[SET TASK 1]
Answer these questions from the HTM forum thread, one line per answer:
(a) On what date and at what time was the first post made?
(b) According to the reply, does HTM give probabilistic or non-probabilistic predictions?
(c) What does the reply say about whether HTM is inspired by reinforcement learning?

[PAGE TEXT]
********

Probabilistic Predictions and Reinforcement Learning Concept in HTM Theory

Usama_Furqan · January 11, 2019, 2:18pm

Dear All,

I have studied the literature related to HTM and might be I have not understand it deeply that is why I have two questions.

1- HTM network can be used for predicting up coming events or instances in a sequence and that’s how anomalies can be detected and it is possible that at a time instance there are multiple predictions but is it possible that HTM shows predictions with specific value of probability?
In short HTM return probabilistic predictions or non probabilistic predictions?

2- HTM learn sequences with its dendrites segments by making synapse strong or week and changing the permanence value of synapses by increment or decrement. After understanding this mechanism of learning it seems to me that it resembles reinforcement in which reward and punishment occurred.
So please confirm me that the concept of learning in HTM is inspired from reinforcement learning or am I wrong and mapping wrong concept with HTM learning?

Looking for your kind response.
Regards,
@Usama_Furqan

rhyolight · January 11, 2019, 3:12pm

Yes is gives probabilistic predictions.

No, HTM is not inspired by RL. They are very different things.

********

[DATA EXCERPTS]
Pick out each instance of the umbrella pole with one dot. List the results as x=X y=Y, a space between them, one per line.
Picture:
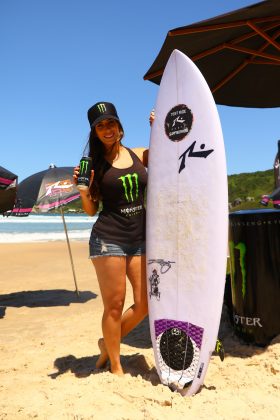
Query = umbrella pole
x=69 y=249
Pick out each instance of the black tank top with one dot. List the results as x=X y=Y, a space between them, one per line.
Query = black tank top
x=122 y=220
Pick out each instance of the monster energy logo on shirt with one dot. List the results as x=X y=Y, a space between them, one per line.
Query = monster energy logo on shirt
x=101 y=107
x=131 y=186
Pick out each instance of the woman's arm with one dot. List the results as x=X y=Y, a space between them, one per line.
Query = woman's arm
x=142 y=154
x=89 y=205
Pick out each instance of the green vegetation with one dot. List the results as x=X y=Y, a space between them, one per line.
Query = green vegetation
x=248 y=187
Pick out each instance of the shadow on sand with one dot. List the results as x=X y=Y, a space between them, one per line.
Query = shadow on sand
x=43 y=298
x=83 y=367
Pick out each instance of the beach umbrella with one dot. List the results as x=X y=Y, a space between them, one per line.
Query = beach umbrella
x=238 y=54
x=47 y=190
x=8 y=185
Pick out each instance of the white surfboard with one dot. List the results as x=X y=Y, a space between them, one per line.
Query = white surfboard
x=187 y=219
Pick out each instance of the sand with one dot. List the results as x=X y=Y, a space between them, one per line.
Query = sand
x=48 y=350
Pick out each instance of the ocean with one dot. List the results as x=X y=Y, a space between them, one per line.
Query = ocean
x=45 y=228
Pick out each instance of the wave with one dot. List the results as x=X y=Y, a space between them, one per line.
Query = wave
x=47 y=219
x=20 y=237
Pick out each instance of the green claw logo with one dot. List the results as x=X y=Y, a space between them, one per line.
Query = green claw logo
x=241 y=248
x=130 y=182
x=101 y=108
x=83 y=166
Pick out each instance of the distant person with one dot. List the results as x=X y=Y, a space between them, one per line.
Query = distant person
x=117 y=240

********

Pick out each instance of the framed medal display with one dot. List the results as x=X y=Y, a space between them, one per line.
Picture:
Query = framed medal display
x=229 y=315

********

[SET TASK 2] In the rows, start with the line containing "Pick out each instance of the umbrella" and go on through the line containing "x=122 y=220". Arrange those lines as a JSON list of strings, one string per line, with blank lines and pictures left out.

[FULL OUTPUT 1]
(a) January 11, 2019, 2:18pm
(b) Probabilistic predictions
(c) HTM is not inspired by RL; they are very different things.

[FULL OUTPUT 2]
[
  "Pick out each instance of the umbrella pole with one dot. List the results as x=X y=Y, a space between them, one per line.",
  "Picture:",
  "Query = umbrella pole",
  "x=69 y=249",
  "Pick out each instance of the black tank top with one dot. List the results as x=X y=Y, a space between them, one per line.",
  "Query = black tank top",
  "x=122 y=220"
]